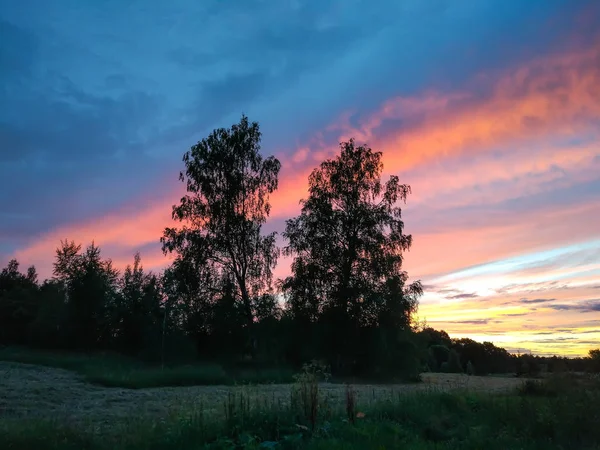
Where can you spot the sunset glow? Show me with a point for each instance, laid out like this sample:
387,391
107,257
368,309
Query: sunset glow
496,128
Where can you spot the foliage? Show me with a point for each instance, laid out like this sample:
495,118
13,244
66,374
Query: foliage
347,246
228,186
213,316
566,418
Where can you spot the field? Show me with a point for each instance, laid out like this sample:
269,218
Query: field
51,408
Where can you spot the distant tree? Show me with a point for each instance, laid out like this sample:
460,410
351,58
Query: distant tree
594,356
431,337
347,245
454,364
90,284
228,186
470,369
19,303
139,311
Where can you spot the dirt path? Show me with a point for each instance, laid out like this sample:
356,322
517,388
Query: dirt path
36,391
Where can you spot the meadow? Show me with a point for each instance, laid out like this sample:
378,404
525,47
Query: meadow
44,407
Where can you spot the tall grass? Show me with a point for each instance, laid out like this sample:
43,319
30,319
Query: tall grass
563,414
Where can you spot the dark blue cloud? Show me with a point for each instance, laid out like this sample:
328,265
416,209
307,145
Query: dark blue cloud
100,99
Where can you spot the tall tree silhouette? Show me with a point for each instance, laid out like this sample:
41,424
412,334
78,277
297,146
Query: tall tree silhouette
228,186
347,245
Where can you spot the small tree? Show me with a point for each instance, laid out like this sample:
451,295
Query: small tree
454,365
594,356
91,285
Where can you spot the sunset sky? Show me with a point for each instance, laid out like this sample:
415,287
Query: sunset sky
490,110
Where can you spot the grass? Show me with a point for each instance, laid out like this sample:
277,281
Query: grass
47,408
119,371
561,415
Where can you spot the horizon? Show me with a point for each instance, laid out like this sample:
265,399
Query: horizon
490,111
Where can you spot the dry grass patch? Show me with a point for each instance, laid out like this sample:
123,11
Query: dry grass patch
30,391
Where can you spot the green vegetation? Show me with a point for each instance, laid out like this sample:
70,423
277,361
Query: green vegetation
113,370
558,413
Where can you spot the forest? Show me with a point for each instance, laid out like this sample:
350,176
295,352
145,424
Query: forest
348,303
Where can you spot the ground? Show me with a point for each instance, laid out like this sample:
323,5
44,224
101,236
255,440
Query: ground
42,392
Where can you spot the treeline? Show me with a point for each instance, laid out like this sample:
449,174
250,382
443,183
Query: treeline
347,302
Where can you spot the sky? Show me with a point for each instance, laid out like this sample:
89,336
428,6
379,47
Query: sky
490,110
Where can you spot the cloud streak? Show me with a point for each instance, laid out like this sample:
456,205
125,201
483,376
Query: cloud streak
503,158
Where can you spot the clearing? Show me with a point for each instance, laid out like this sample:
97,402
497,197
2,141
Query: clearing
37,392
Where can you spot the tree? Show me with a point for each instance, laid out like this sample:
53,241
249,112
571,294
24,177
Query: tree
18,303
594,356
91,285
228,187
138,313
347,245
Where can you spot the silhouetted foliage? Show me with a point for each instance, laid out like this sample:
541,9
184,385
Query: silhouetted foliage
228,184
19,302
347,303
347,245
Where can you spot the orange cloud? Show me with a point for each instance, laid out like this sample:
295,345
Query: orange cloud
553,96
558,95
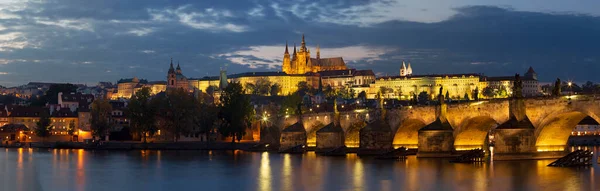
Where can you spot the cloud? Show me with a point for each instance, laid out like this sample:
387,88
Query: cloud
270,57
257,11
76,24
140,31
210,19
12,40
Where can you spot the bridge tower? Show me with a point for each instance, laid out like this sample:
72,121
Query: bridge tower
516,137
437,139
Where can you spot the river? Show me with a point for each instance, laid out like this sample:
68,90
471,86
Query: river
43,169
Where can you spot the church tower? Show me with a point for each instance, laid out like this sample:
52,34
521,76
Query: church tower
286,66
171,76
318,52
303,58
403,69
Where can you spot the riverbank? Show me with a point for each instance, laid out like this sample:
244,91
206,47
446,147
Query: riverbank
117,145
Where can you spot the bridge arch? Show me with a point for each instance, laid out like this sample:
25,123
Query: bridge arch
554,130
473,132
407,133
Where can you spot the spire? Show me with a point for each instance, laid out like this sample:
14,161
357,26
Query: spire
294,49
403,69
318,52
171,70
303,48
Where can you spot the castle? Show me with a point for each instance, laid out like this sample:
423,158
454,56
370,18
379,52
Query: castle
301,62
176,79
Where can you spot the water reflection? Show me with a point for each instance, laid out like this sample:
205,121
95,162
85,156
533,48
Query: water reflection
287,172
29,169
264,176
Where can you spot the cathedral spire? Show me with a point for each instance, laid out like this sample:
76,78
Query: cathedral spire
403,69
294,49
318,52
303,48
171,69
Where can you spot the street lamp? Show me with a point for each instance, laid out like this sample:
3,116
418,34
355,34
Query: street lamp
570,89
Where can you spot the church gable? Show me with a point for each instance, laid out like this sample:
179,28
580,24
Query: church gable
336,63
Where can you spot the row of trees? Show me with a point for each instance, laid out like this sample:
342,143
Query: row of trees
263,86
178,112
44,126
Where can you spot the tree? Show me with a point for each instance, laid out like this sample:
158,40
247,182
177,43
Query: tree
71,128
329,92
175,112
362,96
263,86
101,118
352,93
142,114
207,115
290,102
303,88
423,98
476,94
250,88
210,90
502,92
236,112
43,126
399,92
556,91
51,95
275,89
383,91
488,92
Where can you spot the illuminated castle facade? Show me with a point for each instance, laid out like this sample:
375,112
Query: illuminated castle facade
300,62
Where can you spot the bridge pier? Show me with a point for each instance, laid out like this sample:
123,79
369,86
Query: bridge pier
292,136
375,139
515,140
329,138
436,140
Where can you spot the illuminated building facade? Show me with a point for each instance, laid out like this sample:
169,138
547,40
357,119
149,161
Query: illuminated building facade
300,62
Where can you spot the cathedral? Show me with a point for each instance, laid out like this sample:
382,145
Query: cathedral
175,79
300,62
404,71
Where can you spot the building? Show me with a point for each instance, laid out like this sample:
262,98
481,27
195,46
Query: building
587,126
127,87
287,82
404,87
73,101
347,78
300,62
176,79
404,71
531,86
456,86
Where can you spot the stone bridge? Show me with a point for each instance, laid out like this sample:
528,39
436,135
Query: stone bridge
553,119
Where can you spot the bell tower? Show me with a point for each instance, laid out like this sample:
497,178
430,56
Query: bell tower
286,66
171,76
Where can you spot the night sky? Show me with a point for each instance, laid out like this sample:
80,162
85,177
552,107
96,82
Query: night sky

────────

__Task details__. All of the material above needs to be restated exactly, with no pictures.

__Worked answer__.
Where can you spot the sunset glow? Show me with a point for each instance, laid out like this sample:
387,391
107,257
368,309
Query: sunset glow
496,128
Where can you spot the foliage? Show me with a point for each instance, laid out like this sample:
495,118
13,244
66,374
Query: foliage
347,246
228,186
213,316
566,418
Where can you spot the field? Show me with a point for each instance, laid out like this sample:
269,218
Query: field
51,408
Where can you spot the distant tree? Show me with a point for each instance, laid out like this sample:
460,410
351,58
Query: distant tree
594,356
431,337
347,245
454,364
90,284
228,186
470,369
19,303
139,311
Where can you spot the dirt path? Show me with a point for each instance, laid out like this sample:
356,322
517,388
Query: dirt path
36,391
Where can you spot the meadow? Show me with a point for each instance, laid out like this sample:
378,404
525,47
Query: meadow
44,407
Where can you spot the tall grass? Show me with a point for each instance, laid out like this sample:
43,319
30,319
Query: tall grass
563,414
Where can you spot the dark blue cloud? Show me with a point for each instance, laid out like this sample:
328,265
416,209
307,145
Query: dark blue cloud
100,99
Where can you spot the tall tree silhouette? Show me with a point for each instance, laid out like this sample:
41,424
412,334
78,277
297,146
Query: tall tree silhouette
228,186
347,245
Where can you spot the small tree? Show me with a point for each instance, laid out like this sample:
451,295
Query: small tree
454,365
594,356
91,285
Where can you spot the sunset sky? Show me with a point for each instance, laid out like this sample:
415,287
Query: sunset sky
490,110
Where can you spot the grass? Show me with a point for each instance, laid out like this sample:
277,281
Query: grass
47,408
119,371
561,415
Where can you spot the horizon? Show me with a point for each instance, laid out like this sample:
265,399
Query: horizon
490,111
Where can you spot the dry grass patch? Show me with a point for each instance, laid out like this sample:
123,11
Query: dry grass patch
30,391
Where can you spot the green vegetation? Show me with a point for each instance, laid out like this sample:
70,423
277,361
Query: green vegetation
113,370
558,413
Where can you spot the forest? Show me with a point for each instance, laid out like this sample:
350,176
295,352
145,424
Query: forest
348,303
Where can you spot the ground? Show me with a point for each instance, laid out like this sample:
323,5
44,224
101,236
255,440
Query: ground
42,392
Where can you spot the treeline? Show me with a point for each instance, laid out like this sample:
449,174
250,382
443,183
Query: treeline
347,302
Where can you spot the sky? Show me with a point for each instance, laid out like this sample:
89,336
428,6
379,47
Query: sky
490,110
Where can you spot the cloud streak? Show me with a point for each instance, laid out like this sample:
456,205
125,201
483,376
Query: cloud streak
503,158
Where can you spot the clearing? Show me with a point for each instance, laid out like this sample:
97,402
497,197
2,141
Query: clearing
37,392
Where can you spot the tree? Show me with a point for each instance, laid out like this sample:
53,241
249,112
571,294
24,177
Query: tree
18,303
594,356
91,285
228,187
138,313
347,245
Where can you spot the silhouetted foliage? Show me with a point for each instance, laid out like this sample:
541,9
184,385
Query: silhouetted foliage
228,184
19,302
347,303
347,245
Where can you spot the orange cloud? Show me with a point for each instance, laid out like this sample:
295,345
Query: orange cloud
553,96
558,95
Where can you spot the cloud? Show me with a point for each instance, laid out like this sample:
387,88
Query: cloud
270,57
257,11
76,24
140,31
210,19
12,40
Where can you spot the bridge tower? Show me with a point for each instance, laid out like this sample:
72,121
Query: bridge tower
516,137
437,139
Where can you spot the river? Show me with a point for each instance, laid out like this sample:
68,90
471,86
Query: river
43,169
Where can you spot the church tower? Show me with a point for each instance, laid out like this sample:
52,34
521,76
Query: church tower
286,66
171,76
318,52
303,58
403,69
Where can you spot the riverbank? Show me with a point for each instance, laid out like this sample:
244,91
206,47
446,147
Query: riverbank
117,145
Where can you spot the bridge arch? Show me with a point for each instance, laid out like this sample:
25,123
Query: bridge arch
554,130
473,132
407,133
Where can you spot the spire? Show me with a point for each instance, laid out like this sample:
14,161
357,26
Query: spire
294,49
403,69
318,52
171,70
303,48
Where can you spot the castle? Show me with a point for each instance, laid out like this sample:
423,158
454,56
370,18
379,52
Query: castle
301,62
176,79
Where can you spot the water reflection? Show me with a point for each instance, laid out like this sample:
205,121
95,162
85,156
533,48
Query: water reflection
287,172
29,169
264,176
Where can you spot the cathedral spire? Show me with a point for each instance, laid out like this sample:
76,78
Query: cathedral spire
403,69
294,49
318,52
303,48
171,69
Where can you spot the street lamp? Show me with a point for each instance, laid out like this sample:
3,116
418,34
355,34
Query: street lamp
570,89
Where can you spot the church gable? Show me with a point for each instance, laid out like this sample:
179,28
580,24
Query: church gable
336,63
Where can you spot the row of trees? Show me with a point for each instance, laid out like this sample:
342,143
Query: row of trees
263,86
178,112
44,126
Where can you spot the tree? Show me with a point for each instance, laid out like this sample:
158,40
247,182
177,43
Query: tree
71,128
329,92
175,112
362,96
263,86
101,118
352,93
142,114
207,115
290,102
303,88
423,98
476,94
250,88
210,90
502,92
236,112
43,126
399,92
556,91
51,95
275,89
383,91
488,92
Where can you spot the illuminated castle facade? Show me with a point for each instance, laid out like this sample:
375,112
Query: illuminated castle facade
300,62
Where can you spot the bridge pier? Show me with a point for each instance, laid out like this sample:
123,79
369,86
Query: bridge pier
292,136
375,139
515,140
329,138
436,140
Where can you spot the illuminated building facade? Show me with a point for each instance, laid out like this sample:
169,138
547,40
357,119
149,161
Query: illuminated building facade
300,62
Where can you spot the cathedral? Show me with a point for each instance, laid out like this sample:
382,145
Query: cathedral
175,79
300,62
404,71
Where can you spot the building? Show me with a point for each instance, laid out like this sample:
262,98
481,27
195,46
Query: building
587,126
127,87
287,82
404,87
73,101
347,78
300,62
176,79
404,71
531,86
456,86
Where can you spot the stone bridge? Show me with a point for each instance, laid out like this sample:
528,39
436,135
Query: stone bridge
553,119
Where can you spot the bell tower? Show me with a point for each instance, laid out like this sample:
497,178
430,56
Query: bell tower
286,66
171,76
Where can you spot the night sky? Show me with a point for each instance, laid out like this sample:
80,162
85,177
552,107
96,82
Query: night sky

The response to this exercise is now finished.